> **INSTRUCTIONS FOR THE TASK**:
Using the records below, locate all lines containing "mirrored" and return them.

> **INPUT DATA**:
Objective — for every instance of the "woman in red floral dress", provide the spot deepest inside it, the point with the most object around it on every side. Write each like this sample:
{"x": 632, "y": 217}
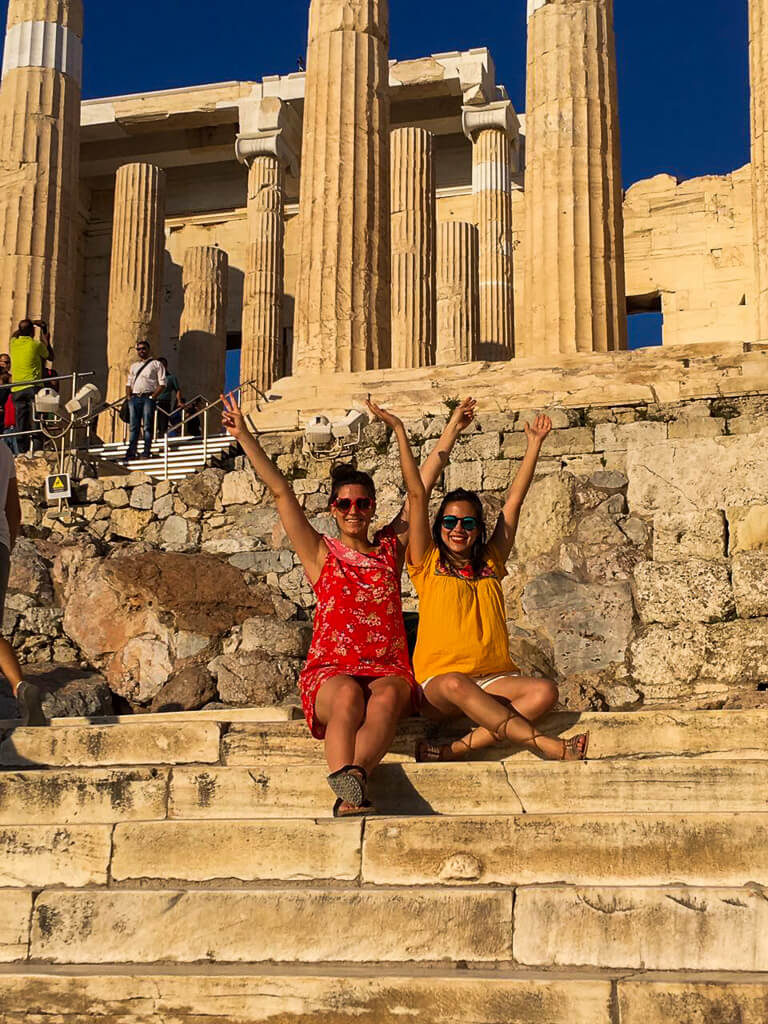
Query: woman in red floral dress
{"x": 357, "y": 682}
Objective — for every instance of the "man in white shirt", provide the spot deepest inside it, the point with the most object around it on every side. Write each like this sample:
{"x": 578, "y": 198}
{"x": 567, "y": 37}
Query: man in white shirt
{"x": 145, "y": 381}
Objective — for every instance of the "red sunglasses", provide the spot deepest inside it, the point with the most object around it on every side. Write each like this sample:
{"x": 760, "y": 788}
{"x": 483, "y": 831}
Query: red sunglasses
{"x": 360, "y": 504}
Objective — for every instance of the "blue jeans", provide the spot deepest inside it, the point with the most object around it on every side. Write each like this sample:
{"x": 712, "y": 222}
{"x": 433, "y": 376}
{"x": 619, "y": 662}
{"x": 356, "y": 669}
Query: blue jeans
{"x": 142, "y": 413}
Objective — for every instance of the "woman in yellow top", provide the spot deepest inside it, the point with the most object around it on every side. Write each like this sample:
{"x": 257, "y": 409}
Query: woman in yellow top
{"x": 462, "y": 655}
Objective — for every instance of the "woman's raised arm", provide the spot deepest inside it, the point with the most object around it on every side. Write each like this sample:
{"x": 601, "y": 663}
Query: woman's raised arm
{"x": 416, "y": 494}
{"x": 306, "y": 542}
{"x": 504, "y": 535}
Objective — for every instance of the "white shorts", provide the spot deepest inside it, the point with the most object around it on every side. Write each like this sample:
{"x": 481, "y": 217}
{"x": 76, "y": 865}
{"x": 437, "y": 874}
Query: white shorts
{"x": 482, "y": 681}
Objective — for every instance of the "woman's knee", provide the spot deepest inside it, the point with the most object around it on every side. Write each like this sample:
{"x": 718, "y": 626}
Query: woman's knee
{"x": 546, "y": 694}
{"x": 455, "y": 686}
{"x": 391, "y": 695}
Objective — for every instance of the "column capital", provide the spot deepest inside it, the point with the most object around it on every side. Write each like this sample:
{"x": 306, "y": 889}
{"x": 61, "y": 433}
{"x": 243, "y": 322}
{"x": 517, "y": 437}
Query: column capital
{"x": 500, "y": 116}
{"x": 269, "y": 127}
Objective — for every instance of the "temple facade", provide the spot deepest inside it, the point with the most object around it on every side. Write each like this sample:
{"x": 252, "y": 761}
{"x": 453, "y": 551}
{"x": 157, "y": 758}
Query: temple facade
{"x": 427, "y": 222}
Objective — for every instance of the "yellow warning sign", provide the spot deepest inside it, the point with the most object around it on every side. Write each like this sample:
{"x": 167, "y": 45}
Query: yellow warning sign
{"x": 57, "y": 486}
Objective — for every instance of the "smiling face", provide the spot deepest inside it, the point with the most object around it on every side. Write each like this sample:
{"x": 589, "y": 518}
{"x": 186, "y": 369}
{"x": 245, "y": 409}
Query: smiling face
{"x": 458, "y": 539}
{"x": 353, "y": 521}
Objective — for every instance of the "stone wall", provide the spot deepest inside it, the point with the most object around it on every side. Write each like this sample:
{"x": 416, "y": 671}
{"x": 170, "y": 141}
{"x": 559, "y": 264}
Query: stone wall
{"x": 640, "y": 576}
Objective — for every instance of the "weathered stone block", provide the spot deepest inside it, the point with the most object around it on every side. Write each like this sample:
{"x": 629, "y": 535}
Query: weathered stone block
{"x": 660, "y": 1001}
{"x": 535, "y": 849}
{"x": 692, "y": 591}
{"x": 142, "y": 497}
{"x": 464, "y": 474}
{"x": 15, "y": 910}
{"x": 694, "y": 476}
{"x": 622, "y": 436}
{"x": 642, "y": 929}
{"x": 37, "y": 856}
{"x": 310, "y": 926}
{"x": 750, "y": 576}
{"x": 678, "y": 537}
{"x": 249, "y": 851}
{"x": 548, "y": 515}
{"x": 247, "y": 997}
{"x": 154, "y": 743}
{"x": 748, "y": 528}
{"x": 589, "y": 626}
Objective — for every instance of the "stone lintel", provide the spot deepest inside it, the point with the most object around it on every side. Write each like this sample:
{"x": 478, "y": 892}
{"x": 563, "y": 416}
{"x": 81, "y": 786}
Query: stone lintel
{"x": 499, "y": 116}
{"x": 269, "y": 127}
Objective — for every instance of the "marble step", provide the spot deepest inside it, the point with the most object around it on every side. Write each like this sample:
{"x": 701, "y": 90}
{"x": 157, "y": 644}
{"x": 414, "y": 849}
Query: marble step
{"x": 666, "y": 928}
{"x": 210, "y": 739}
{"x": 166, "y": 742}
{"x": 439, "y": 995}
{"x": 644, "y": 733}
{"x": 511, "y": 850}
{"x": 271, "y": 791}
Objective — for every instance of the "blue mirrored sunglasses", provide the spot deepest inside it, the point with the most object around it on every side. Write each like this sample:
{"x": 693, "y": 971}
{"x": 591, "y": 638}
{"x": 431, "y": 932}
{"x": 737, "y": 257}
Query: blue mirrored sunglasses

> **ANSWER AREA**:
Objective — for every instance of the "blue mirrored sunglasses", provide the spot deepest inside it, the point with the most object around it on every side. Write each like this sample:
Query: blue mirrored sunglasses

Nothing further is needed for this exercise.